Jesus...
I want to ask you guys a question; how often are you shocked these days? I mean, we were shocked with broken necks and swan dives onto air conditioning units; we were shocked with sex tapes and sex scandals; we were shocked with a “dick in a box” and “big sausage pizza”; and we may even have been shocked with the sexual technique identified as “the shocker”. But when were you completely jolted from reality?
I’m pretty sure life did that to me yesterday.
I was moseying around, making my rounds at CNN.com, and something made me do a double take. I made an audible scoff and muttered aloud, “Jesus…” It was three four headlines – FOUR! I would have been less surprised had someone I know put his penis on a girl’s leg (which happened). Here’s the run down of those headlines.
“Mummified body found in front of blaring TV”. Some 70-year-old guy died while watching TV…A YEAR AGO! He fucking sat there until last week! Everybody assumed he was in the hospital or a long-term care facility. The only reason they found the corpse (or according to the headline, the “mummy”) was because workers were investigating a burst water pipe. That sorry bastard could have rotted there even longer without being found! I just want to know why the hell his electricity was still on.

» WHAT YOU SHOULD DO
Return, word for word, the part of the post about shocking headlines that opens with the words containing "I want to ask" and closes with "of those headlines.". The records that come next have nothing to do with this text.

» EXTRACTED INFORMATION
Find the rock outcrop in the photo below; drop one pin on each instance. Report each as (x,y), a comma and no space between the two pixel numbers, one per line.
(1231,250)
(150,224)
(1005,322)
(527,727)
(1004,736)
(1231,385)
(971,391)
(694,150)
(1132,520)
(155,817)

--

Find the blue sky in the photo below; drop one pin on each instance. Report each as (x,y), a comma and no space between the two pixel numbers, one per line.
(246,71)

» ANSWER TO THIS PROBLEM
I want to ask you guys a question; how often are you shocked these days? I mean, we were shocked with broken necks and swan dives onto air conditioning units; we were shocked with sex tapes and sex scandals; we were shocked with a “dick in a box” and “big sausage pizza”; and we may even have been shocked with the sexual technique identified as “the shocker”. But when were you completely jolted from reality?
I’m pretty sure life did that to me yesterday.
I was moseying around, making my rounds at CNN.com, and something made me do a double take. I made an audible scoff and muttered aloud, “Jesus…” It was three four headlines – FOUR! I would have been less surprised had someone I know put his penis on a girl’s leg (which happened). Here’s the run down of those headlines.